## TASK INSTRUCTIONS
Starting with the line that contains "Target: pavement crack" and going on through the last line, rewrite those lines as a numbered list, leaving out any blank lines.

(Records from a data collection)
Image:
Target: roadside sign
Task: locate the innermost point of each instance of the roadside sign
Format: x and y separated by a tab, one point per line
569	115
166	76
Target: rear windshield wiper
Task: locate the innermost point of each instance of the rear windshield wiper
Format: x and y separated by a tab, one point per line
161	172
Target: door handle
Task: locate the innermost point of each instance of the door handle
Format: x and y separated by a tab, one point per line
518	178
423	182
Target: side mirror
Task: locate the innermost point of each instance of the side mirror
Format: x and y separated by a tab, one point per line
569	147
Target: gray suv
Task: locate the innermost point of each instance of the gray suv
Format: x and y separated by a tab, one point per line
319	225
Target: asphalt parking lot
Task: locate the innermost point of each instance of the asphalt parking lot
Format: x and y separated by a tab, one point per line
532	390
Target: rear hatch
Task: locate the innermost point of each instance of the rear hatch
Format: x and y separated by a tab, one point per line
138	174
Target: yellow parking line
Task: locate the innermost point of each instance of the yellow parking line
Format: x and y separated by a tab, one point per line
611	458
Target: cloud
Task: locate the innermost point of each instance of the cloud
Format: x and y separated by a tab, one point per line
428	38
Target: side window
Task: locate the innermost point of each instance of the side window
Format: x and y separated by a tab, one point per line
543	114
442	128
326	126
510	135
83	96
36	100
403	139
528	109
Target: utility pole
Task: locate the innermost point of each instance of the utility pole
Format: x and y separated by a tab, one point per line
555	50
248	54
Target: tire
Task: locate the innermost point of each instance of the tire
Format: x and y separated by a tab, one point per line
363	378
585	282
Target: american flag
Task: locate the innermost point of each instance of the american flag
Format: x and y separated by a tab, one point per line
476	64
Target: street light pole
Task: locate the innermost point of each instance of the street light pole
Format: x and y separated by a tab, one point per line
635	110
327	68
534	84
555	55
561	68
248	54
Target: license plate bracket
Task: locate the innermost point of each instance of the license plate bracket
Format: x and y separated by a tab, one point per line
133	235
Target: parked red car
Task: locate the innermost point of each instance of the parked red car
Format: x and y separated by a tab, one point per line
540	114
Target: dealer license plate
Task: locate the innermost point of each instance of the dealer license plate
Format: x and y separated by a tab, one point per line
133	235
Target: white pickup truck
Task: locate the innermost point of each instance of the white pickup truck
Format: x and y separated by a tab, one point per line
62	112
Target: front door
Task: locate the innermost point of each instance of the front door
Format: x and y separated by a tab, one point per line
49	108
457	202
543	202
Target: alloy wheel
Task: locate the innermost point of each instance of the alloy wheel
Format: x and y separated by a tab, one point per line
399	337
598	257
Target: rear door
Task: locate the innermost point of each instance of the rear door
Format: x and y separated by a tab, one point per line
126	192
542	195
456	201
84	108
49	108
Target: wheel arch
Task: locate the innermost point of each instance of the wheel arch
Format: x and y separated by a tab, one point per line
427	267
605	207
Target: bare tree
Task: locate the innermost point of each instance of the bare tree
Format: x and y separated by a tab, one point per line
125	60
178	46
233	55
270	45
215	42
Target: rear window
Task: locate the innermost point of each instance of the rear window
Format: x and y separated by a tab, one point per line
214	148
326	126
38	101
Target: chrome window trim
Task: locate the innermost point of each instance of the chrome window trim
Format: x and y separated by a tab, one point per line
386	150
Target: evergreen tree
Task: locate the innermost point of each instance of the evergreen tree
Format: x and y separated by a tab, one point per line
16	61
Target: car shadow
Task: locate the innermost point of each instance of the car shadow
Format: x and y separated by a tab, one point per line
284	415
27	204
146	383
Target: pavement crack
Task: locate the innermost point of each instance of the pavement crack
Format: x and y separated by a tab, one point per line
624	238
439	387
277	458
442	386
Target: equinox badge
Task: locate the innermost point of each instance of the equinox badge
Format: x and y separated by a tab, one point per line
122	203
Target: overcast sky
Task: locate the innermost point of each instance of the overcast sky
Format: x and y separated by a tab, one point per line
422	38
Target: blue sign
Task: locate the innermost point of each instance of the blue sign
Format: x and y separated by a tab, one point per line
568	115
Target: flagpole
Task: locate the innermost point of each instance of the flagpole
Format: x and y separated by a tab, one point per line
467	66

## EXPECTED ANSWER
1. Target: pavement crack
2. Task: locate the innermost point of each instance of the pavement crack
3. Format: x and y separated by a tab, one point per line
4. 624	238
5. 439	387
6. 277	458
7. 442	386
8. Target: equinox badge
9. Task: locate the innermost point of each instance of the equinox badge
10. Format: x and y separated by a tab, one point per line
11. 122	203
12. Target: overcast sky
13. Task: locate the innermost point of each instance of the overcast sky
14. Format: x and y separated by a tab, one point per line
15. 422	38
16. Target: blue sign
17. Task: locate the innermost point of each instance of the blue sign
18. Format: x and y separated by a tab, one point per line
19. 568	115
20. Target: flagpole
21. Task: locate the innermost point of each instance of the flagpole
22. Format: x and y separated by a tab, one point per line
23. 467	66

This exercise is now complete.